18.52.040 Special development proposals-Additional application requirements, review
18.52.050 Certificates of appropriateness -Additional application requirements, review procedures and review criteria. 18.52.055 Public notice requirements.
18.52.060 Building permits based upon approved sketch or site plans.
18.52.070 Amendments to sketch and site plans. 18.52.080 Appeals. 18.52.010 Introduction.
A. All development proposals within the city will be subject to plan review and approval.
Depending on the complexity of development, either sketch plans or site plans will be required as specified in this chapter.
B. Special development proposals (i.e., PUDs, CUPs, variances, mobile homes located on
individual lots, etc.) require other information to be submitted in conjunction with sketch plans or
site plans and are subject to requirements specific to the type of proposal. These additional
submittal requirements and review procedures are outlined in Section 18.52.040. C. When a development is proposed within a neighborhood conservation or entryway corridor
overlay district, or proposes signs which do not specifically conform to zoning requirements,
design review is required in conjunction with either sketch plan or site plan review. In such cases,
additional submittal requirements and review procedures apply as outlined in Section 18.52.050.
18.52.020 Sketch plan review. A. Sketch Plan Submittal Requirements.

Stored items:

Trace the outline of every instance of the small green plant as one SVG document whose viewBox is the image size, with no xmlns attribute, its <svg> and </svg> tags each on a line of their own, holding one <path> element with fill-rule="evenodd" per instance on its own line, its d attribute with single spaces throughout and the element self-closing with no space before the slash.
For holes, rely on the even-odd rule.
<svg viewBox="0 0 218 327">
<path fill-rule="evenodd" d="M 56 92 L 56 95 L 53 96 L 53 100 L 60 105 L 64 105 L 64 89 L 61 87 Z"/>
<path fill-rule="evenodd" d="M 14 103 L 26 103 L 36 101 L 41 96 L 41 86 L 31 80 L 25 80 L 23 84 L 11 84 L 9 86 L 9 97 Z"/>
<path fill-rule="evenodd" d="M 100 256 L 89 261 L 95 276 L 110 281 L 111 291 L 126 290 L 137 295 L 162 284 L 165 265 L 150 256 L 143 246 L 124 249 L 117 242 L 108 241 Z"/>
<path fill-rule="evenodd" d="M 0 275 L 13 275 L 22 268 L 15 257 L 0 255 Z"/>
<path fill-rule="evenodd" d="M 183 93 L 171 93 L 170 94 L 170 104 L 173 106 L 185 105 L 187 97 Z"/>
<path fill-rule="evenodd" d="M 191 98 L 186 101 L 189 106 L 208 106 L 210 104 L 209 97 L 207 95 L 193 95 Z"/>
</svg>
--
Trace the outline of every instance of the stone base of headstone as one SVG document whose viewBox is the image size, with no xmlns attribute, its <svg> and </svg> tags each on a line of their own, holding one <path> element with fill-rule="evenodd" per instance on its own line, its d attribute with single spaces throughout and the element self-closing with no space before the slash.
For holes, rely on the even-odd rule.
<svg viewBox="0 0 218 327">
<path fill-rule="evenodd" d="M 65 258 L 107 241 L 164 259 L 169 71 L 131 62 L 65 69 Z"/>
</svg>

#### SHORT TASK A:
Decide whether each statement agrees with the code excerpt on plan review. Answer yes or no for each, and quote the words of the excerpt that decide it.
(i) Every development proposal within the city must go through plan review and approval.
(ii) The extra submittal requirements for special development proposals are set out in Section 18.52.050.
(iii) For a development in an entryway corridor overlay district, design review takes the place of sketch plan or site plan review.
#### SHORT TASK B:
Carry the code excerpt on plan review forward, starting after its final heading, "A. Sketch Plan Submittal Requirements."

#### WRITTEN RESPONSE A:
(i) Yes: "All development proposals within the city will be subject to plan review and approval."
(ii) No: "These additional submittal requirements and review procedures are outlined in Section 18.52.040."
(iii) No: "design review is required in conjunction with either sketch plan or site plan review."

#### WRITTEN RESPONSE B:
1. Certain independent development proposals (i.e., not in conjunction with other
development) are required to submit only sketch plans, drawn to scale and in sufficient detail to
demonstrate compliance with all zoning requirements. Sketch plans shall be oriented with north at the top of the page and shall also show site boundaries, street and alley frontages with names, and
location of all structures with distances to the nearest foot between buildings and from buildings to
property lines.
2. Separate construction plans are necessary for building permits when the proposal requires
such permits. Additional information is also necessary when the proposal requires the issuance of a certificate of appropriateness (see Section 18.52.050).
3. Examples of independent projects which qualify for sketch plan review are: individual
single-family household, two-family household, three-family household, and
four-family household residential units, each on individual lots; mobile homes on individual lots;
fences; signs in compliance with zoning requirements; special temporary uses; home occupations; and accessory structures associated with these uses. Other similar projects may be determined by
the planning director to require only sketch plan review. The planning director shall determine all
submittal requirements.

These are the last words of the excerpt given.